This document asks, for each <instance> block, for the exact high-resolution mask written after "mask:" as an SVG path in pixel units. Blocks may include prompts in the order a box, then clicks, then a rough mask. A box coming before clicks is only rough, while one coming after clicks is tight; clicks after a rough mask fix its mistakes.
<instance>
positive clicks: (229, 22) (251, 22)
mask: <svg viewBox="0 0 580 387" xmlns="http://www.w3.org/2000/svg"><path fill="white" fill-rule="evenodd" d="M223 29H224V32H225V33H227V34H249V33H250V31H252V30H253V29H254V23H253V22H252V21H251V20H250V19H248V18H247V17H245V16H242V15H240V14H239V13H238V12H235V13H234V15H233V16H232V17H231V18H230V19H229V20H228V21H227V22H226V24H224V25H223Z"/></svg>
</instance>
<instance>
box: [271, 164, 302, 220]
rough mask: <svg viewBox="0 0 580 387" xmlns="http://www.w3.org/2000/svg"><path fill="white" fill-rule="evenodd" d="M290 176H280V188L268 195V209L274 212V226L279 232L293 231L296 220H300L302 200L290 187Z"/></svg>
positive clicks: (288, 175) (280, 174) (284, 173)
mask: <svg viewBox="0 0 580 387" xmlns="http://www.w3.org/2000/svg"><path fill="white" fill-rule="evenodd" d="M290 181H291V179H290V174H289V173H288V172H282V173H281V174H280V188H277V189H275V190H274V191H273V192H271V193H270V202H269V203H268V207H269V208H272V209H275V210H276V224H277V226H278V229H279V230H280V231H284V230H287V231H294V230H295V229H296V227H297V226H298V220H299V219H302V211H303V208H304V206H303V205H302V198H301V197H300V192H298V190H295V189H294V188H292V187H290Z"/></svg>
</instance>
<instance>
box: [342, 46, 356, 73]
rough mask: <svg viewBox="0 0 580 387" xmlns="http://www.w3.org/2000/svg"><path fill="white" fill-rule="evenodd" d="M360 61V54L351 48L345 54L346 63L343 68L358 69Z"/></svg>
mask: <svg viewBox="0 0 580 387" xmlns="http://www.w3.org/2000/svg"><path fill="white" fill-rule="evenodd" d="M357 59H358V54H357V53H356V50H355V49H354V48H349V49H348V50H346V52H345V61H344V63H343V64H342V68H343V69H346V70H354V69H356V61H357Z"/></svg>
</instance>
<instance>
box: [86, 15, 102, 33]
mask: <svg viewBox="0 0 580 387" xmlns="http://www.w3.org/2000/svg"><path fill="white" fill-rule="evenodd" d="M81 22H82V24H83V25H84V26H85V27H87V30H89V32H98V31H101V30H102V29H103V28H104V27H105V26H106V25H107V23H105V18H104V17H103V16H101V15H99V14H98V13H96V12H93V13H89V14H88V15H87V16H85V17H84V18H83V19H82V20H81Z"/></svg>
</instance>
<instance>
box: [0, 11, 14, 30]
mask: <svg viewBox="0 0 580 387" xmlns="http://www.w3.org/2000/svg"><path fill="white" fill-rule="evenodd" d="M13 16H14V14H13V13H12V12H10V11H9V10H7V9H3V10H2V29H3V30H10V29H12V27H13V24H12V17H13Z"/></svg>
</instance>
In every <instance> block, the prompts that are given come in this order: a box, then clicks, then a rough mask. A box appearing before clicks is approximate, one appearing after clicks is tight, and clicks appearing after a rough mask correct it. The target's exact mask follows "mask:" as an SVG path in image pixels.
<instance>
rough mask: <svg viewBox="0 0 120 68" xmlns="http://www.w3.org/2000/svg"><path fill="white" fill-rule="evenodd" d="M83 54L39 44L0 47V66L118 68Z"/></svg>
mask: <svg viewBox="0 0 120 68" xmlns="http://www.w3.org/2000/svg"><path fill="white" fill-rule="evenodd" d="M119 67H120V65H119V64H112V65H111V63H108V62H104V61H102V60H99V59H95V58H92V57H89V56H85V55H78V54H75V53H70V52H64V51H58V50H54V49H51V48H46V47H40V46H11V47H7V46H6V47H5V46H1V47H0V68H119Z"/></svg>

====

**Goal of the exercise**: Count the lines above that contain the string "order", treating uppercase and lowercase as different, and reply with only that number.

**Result for this exercise**: 2